AIM OF THE TASK: Edit the rows below by changing every "provided photograph" to "supplied image", leaving all other text unchanged.

-- START --

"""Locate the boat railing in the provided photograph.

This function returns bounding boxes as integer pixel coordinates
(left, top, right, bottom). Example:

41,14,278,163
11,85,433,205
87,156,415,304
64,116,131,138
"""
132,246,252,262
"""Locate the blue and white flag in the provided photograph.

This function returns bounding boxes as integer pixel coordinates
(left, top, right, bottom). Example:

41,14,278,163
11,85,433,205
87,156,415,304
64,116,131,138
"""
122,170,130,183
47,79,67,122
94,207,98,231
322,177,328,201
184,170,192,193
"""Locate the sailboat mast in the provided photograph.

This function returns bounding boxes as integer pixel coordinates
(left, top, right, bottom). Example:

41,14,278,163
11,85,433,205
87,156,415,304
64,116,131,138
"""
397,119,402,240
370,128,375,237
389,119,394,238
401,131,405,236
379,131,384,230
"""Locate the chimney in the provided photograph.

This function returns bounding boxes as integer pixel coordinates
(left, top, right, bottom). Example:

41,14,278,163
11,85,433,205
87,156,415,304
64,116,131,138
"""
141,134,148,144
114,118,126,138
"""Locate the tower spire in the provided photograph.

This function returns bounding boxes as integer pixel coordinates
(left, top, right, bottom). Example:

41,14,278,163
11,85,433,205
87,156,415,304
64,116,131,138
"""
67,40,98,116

-- END --

SOLUTION:
"""Locate the boat railing in the supplied image.

This function returns bounding boxes as integer pixel coordinates
(left, top, right, bottom). Example:

41,14,278,163
11,85,433,205
87,156,415,304
64,116,131,138
"""
132,246,252,262
"""Locate the blue and white flag in the supplied image.

This function returns bounding boxes as integer pixel coordinates
(left, top, right, bottom). Example:

41,14,278,163
11,85,433,205
87,156,415,304
64,116,131,138
"""
122,170,130,183
47,79,67,122
94,207,98,231
322,177,328,201
184,170,192,193
"""Locate the sailboat mast in the supplied image.

This function returns bounding boxes as integer pixel coordinates
(left, top, right, bottom). Example:

41,14,278,163
11,85,433,205
87,156,415,304
64,116,131,138
"""
397,119,402,240
370,128,375,237
389,119,394,238
401,131,405,236
379,131,384,230
"""Locate the chimney in the supplied image.

This function returns bounding boxes as integer pixel coordinates
(left, top, right, bottom). Example:

41,14,278,163
11,85,433,205
87,156,415,304
64,116,131,138
"""
141,134,148,144
114,118,126,138
"""Locate the tower spire in the supplied image.

This function returns bounding boxes as integer pixel coordinates
(left, top, right, bottom). Example:

41,14,278,163
11,85,433,205
87,156,415,304
64,116,131,138
"""
67,40,98,116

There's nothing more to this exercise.